**The problem**
Copy every line of the listing below word for word. Leave out the pictures.

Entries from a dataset
— Start —

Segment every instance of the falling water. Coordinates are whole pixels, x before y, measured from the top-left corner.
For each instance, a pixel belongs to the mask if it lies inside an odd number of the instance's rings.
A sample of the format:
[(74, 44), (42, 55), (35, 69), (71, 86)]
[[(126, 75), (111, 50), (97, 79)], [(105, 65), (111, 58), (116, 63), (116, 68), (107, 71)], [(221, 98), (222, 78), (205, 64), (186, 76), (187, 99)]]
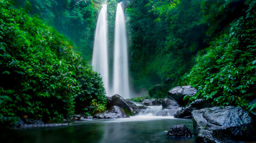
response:
[(117, 5), (115, 26), (113, 93), (130, 98), (125, 21), (121, 3)]
[(107, 29), (106, 5), (103, 4), (97, 22), (92, 65), (94, 70), (101, 75), (106, 95), (109, 95)]

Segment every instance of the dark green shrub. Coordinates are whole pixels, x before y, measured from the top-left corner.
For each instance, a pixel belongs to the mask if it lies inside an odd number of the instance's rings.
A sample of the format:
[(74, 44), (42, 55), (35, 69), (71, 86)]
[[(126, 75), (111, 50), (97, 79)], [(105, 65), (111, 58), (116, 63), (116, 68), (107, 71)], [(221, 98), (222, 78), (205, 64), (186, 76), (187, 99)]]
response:
[(190, 101), (203, 98), (212, 105), (242, 106), (256, 112), (255, 1), (246, 1), (246, 14), (232, 22), (224, 34), (197, 58), (183, 83), (197, 87)]
[(0, 126), (24, 116), (61, 121), (83, 93), (83, 108), (105, 102), (100, 77), (70, 42), (11, 1), (0, 1)]

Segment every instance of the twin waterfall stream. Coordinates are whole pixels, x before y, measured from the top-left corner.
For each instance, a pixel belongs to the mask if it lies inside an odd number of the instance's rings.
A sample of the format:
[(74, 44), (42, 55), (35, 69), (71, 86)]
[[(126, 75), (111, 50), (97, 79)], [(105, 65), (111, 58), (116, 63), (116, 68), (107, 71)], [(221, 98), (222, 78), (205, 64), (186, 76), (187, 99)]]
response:
[[(129, 86), (125, 19), (122, 5), (122, 2), (118, 3), (116, 10), (113, 64), (109, 63), (110, 60), (108, 46), (107, 5), (103, 4), (97, 22), (92, 66), (94, 70), (99, 73), (102, 77), (107, 96), (118, 94), (123, 98), (127, 99), (131, 97)], [(110, 79), (109, 71), (112, 70), (110, 70), (112, 67), (110, 67), (109, 65), (112, 65), (113, 79)], [(147, 107), (146, 109), (141, 110), (137, 115), (137, 118), (170, 118), (173, 116), (173, 112), (169, 109), (162, 109), (162, 106), (152, 106)]]
[[(118, 94), (124, 98), (130, 98), (127, 36), (125, 20), (122, 3), (117, 5), (115, 27), (115, 43), (113, 79), (110, 80), (109, 58), (108, 48), (107, 6), (102, 5), (99, 13), (95, 33), (92, 66), (99, 73), (106, 95)], [(110, 81), (112, 84), (110, 84)], [(110, 85), (111, 85), (111, 87)]]

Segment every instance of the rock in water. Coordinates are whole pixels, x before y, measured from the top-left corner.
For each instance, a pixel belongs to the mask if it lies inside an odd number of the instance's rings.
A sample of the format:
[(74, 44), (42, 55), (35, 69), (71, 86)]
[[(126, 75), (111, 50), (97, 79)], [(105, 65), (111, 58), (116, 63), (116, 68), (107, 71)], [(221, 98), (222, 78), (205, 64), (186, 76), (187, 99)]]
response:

— End —

**Expected answer**
Segment every instance of the falling water. Coordinates are whole pixels, x before y, measured from the top-left corner.
For each instance, a pixel belongs to the mask if it lies inside an odd number of the instance's rings.
A sample of the format:
[(74, 44), (42, 55), (35, 69), (71, 86)]
[[(126, 75), (111, 50), (97, 79)], [(105, 65), (111, 58), (116, 63), (116, 68), (107, 71)], [(221, 98), (222, 78), (205, 64), (186, 76), (187, 99)]]
response:
[(117, 5), (115, 26), (113, 93), (130, 98), (125, 21), (121, 3)]
[(107, 29), (106, 5), (103, 4), (97, 22), (92, 65), (94, 70), (101, 75), (106, 95), (109, 95)]

Segment every instance of the dark green shrub. Coordinates are whole pixels, x before y, measured from the top-left corner.
For each instance, a pixel belongs to the mask if it lies inside an odd number of the instance's rings.
A sample of the format:
[(74, 44), (42, 55), (35, 69), (71, 86)]
[[(126, 75), (111, 50), (97, 79)], [(105, 65), (111, 58), (116, 63), (116, 68), (107, 71)], [(221, 98), (222, 78), (205, 64), (186, 76), (187, 99)]]
response:
[(190, 101), (203, 98), (212, 105), (242, 106), (256, 112), (255, 1), (246, 1), (246, 14), (232, 22), (224, 34), (197, 58), (183, 83), (197, 87)]
[(0, 126), (24, 116), (61, 121), (83, 93), (83, 108), (105, 102), (100, 77), (70, 42), (11, 1), (0, 1)]

Segment every instance of the twin waterfall stream. Coordinates are whole pixels, x before y, measured from the top-left corner.
For each instance, a pixel belongs to the mask if it lies inside an odd number of the instance's rings.
A sample of the format:
[(74, 44), (42, 55), (35, 69), (71, 86)]
[[(126, 75), (111, 50), (97, 79)], [(105, 65), (111, 58), (116, 63), (116, 68), (107, 71)], [(221, 98), (222, 78), (205, 64), (186, 76), (187, 99)]]
response:
[[(129, 86), (125, 19), (122, 5), (122, 2), (118, 3), (116, 10), (113, 64), (109, 63), (110, 60), (108, 46), (107, 5), (103, 4), (97, 22), (92, 66), (94, 70), (99, 73), (102, 77), (107, 96), (118, 94), (123, 98), (127, 99), (131, 97)], [(110, 79), (109, 71), (112, 70), (110, 70), (112, 67), (110, 67), (109, 65), (112, 65), (113, 79)], [(147, 107), (146, 109), (141, 110), (137, 115), (137, 118), (170, 118), (173, 116), (173, 112), (169, 109), (162, 109), (162, 106), (152, 106)]]
[[(118, 94), (124, 98), (130, 98), (127, 36), (125, 20), (122, 3), (117, 5), (115, 27), (115, 43), (113, 79), (110, 80), (109, 58), (108, 48), (107, 6), (102, 5), (99, 13), (95, 33), (92, 66), (99, 73), (106, 95)], [(110, 81), (112, 84), (110, 84)], [(110, 85), (111, 85), (111, 87)]]

Segment every instance of the rock in water. Coordinates are whole pixels, x before y, measured from the top-left corner.
For each instance, a pixel belongs to the mask if it lies inside an odd number of the instance's rings.
A sample of the format:
[(74, 44), (42, 55), (35, 69), (71, 86)]
[[(126, 75), (111, 50), (97, 79)], [(105, 65), (111, 58), (116, 63), (116, 68), (107, 71)], [(221, 98), (222, 78), (205, 64), (186, 76), (187, 99)]]
response:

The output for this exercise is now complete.